[Position identification records]
[BEGIN]

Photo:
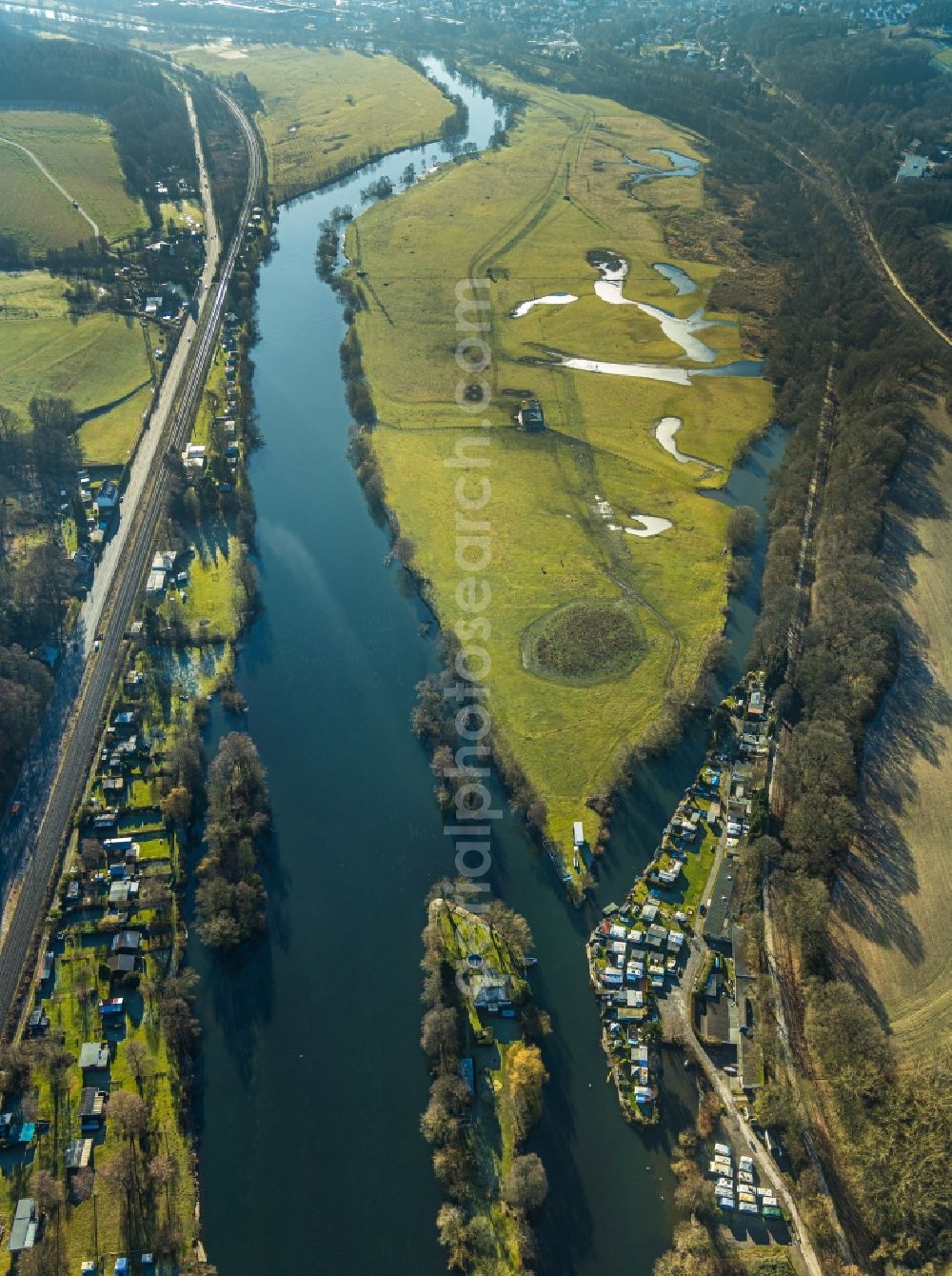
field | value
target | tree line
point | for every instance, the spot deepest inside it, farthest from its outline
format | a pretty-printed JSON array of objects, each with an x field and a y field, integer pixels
[
  {"x": 147, "y": 115},
  {"x": 449, "y": 1125}
]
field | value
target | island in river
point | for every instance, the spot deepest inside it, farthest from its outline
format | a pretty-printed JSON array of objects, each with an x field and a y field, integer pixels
[{"x": 585, "y": 635}]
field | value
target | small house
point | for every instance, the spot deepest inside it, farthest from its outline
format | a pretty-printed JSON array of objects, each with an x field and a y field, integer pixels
[
  {"x": 529, "y": 415},
  {"x": 78, "y": 1155},
  {"x": 127, "y": 942},
  {"x": 92, "y": 1107},
  {"x": 123, "y": 893},
  {"x": 108, "y": 498},
  {"x": 23, "y": 1227},
  {"x": 93, "y": 1054},
  {"x": 468, "y": 1074},
  {"x": 38, "y": 1023}
]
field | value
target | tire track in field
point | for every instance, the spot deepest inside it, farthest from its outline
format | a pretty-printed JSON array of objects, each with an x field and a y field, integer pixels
[{"x": 50, "y": 177}]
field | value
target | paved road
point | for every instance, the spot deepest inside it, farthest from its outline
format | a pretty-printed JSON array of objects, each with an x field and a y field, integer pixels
[
  {"x": 49, "y": 176},
  {"x": 56, "y": 775},
  {"x": 150, "y": 444}
]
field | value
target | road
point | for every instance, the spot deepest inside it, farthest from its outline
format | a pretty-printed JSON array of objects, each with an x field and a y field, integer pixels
[
  {"x": 56, "y": 775},
  {"x": 50, "y": 177},
  {"x": 150, "y": 444}
]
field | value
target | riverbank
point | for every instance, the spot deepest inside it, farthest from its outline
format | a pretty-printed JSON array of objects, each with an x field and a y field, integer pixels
[
  {"x": 644, "y": 949},
  {"x": 565, "y": 447},
  {"x": 487, "y": 1084},
  {"x": 337, "y": 645}
]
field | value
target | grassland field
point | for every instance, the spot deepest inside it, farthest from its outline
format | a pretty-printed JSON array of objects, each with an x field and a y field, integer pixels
[
  {"x": 889, "y": 923},
  {"x": 326, "y": 109},
  {"x": 97, "y": 360},
  {"x": 506, "y": 217},
  {"x": 79, "y": 152}
]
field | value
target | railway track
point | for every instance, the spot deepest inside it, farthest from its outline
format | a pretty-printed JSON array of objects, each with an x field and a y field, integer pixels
[{"x": 82, "y": 731}]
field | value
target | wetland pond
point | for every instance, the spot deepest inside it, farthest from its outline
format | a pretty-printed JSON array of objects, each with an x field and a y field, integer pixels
[{"x": 313, "y": 1084}]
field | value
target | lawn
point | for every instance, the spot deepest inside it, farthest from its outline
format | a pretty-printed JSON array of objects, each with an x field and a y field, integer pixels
[
  {"x": 561, "y": 499},
  {"x": 109, "y": 439},
  {"x": 889, "y": 922},
  {"x": 183, "y": 213},
  {"x": 79, "y": 152},
  {"x": 326, "y": 109},
  {"x": 94, "y": 361}
]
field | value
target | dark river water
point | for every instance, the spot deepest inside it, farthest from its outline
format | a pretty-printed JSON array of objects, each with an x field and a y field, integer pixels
[{"x": 313, "y": 1078}]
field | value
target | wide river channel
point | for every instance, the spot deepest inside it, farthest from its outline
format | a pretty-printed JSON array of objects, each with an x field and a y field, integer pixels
[{"x": 310, "y": 1154}]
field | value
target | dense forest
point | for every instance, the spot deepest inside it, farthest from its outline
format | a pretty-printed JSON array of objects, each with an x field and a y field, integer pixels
[
  {"x": 147, "y": 113},
  {"x": 854, "y": 104}
]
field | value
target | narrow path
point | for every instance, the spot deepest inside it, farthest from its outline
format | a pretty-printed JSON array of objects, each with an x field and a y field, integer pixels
[{"x": 50, "y": 177}]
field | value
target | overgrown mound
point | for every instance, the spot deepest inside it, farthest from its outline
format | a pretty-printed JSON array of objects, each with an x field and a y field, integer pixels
[{"x": 585, "y": 642}]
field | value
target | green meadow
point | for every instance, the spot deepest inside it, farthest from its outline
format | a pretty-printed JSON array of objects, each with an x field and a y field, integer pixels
[
  {"x": 79, "y": 152},
  {"x": 94, "y": 361},
  {"x": 525, "y": 218},
  {"x": 325, "y": 109}
]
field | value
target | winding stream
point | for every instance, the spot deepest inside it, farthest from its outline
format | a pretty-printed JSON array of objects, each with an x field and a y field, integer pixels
[{"x": 314, "y": 1082}]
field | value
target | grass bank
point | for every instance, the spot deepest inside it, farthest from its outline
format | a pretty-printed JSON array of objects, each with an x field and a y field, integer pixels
[
  {"x": 526, "y": 218},
  {"x": 326, "y": 111}
]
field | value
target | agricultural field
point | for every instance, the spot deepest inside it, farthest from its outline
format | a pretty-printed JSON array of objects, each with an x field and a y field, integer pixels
[
  {"x": 889, "y": 927},
  {"x": 96, "y": 360},
  {"x": 596, "y": 512},
  {"x": 109, "y": 438},
  {"x": 78, "y": 152},
  {"x": 326, "y": 110}
]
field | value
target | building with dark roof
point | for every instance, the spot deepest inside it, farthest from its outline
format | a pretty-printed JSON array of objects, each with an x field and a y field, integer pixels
[
  {"x": 25, "y": 1226},
  {"x": 93, "y": 1054},
  {"x": 78, "y": 1155}
]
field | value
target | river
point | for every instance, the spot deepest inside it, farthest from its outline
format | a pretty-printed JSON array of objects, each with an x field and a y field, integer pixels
[{"x": 313, "y": 1080}]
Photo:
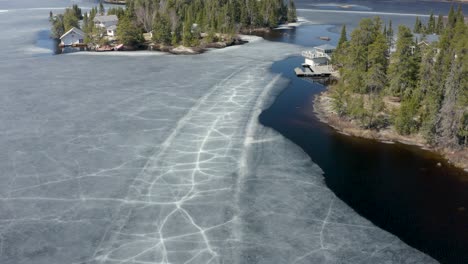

[END]

** Exercise details **
From the material above, extract every line that contains the string "track".

** Task output **
target | tire track in field
target | railway track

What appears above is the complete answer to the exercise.